----- Material for the task

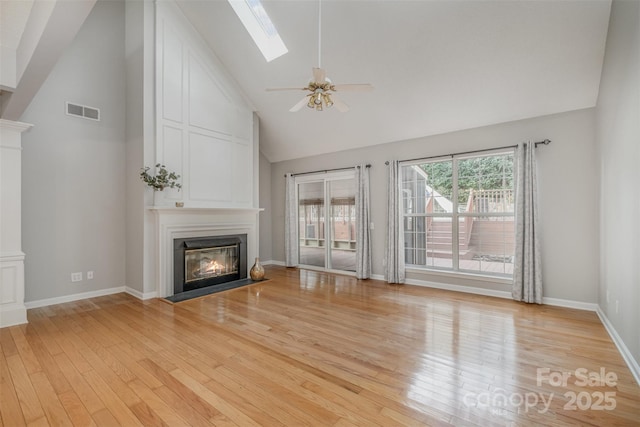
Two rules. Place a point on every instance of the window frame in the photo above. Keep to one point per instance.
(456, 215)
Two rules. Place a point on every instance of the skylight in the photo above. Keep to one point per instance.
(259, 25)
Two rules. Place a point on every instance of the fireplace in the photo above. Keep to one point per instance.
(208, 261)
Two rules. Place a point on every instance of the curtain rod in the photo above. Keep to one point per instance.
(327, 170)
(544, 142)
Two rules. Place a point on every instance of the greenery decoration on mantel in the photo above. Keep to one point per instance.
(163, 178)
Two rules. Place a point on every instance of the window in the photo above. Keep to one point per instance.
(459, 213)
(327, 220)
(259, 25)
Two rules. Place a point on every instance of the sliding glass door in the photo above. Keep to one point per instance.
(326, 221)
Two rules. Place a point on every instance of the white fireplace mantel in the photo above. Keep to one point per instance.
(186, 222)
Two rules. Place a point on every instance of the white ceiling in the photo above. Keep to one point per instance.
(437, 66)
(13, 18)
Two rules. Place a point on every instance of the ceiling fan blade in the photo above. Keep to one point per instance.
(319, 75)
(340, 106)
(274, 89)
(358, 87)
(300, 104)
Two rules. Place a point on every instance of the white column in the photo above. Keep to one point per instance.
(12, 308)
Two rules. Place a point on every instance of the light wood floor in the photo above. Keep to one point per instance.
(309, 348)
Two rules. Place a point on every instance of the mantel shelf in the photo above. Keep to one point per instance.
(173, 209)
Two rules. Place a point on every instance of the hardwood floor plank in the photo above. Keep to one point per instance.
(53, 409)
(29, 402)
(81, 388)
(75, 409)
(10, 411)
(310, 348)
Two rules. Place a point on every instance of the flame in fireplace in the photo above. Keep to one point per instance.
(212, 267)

----------
----- Material for the task

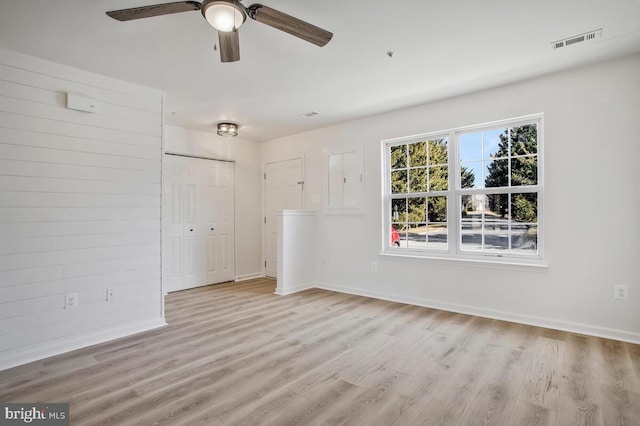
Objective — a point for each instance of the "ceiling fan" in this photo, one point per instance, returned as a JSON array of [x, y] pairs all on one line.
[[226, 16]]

----------
----- Material for the task

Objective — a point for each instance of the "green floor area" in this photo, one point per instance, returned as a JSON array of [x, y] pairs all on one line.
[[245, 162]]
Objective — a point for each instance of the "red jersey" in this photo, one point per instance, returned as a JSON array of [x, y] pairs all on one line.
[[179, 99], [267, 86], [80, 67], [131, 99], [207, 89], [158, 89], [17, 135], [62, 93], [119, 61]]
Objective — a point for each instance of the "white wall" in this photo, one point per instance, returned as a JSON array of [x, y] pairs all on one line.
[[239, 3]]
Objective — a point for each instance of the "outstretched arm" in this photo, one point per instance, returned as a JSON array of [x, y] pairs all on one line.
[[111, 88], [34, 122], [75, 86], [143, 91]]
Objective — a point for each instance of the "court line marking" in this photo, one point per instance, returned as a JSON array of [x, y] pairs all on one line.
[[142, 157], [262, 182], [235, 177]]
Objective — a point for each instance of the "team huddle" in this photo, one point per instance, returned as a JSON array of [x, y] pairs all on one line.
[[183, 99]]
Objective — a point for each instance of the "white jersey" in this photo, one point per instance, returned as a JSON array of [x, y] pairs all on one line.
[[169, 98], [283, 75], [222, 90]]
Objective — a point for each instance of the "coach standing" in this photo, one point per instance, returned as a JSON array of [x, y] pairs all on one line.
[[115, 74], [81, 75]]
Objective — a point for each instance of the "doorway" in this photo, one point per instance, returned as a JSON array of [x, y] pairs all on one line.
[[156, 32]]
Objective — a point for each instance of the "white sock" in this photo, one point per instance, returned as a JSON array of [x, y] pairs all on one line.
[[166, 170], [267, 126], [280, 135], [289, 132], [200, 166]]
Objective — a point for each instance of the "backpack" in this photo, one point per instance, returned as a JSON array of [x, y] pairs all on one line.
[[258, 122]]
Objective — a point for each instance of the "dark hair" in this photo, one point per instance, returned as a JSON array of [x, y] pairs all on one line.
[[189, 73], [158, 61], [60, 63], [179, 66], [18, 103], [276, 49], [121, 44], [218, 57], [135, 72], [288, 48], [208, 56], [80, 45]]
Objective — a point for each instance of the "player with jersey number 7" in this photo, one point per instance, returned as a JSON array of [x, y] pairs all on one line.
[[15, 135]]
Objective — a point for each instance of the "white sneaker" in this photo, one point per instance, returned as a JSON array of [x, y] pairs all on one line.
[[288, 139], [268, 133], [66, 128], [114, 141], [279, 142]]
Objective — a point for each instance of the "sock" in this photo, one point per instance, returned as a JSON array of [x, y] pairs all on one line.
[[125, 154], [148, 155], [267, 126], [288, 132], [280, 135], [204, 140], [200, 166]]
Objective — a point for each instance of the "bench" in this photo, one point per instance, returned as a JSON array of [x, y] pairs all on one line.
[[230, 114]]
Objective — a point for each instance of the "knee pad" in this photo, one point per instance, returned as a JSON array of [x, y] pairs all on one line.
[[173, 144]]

----------

Exercise objective: Please copy every line of the records above that contains the word "sock", keeping the lines in the order they appear.

Finished answer:
Objective — a point for each instance of the "white sock" in this photo, one point per instance, returned as a JSON array of [x, y] pairs all on one line.
Objective — a point for each instance of the "sock" in this photo, one point per instance, returned as a JSON array of [x, y] pairs all on one line.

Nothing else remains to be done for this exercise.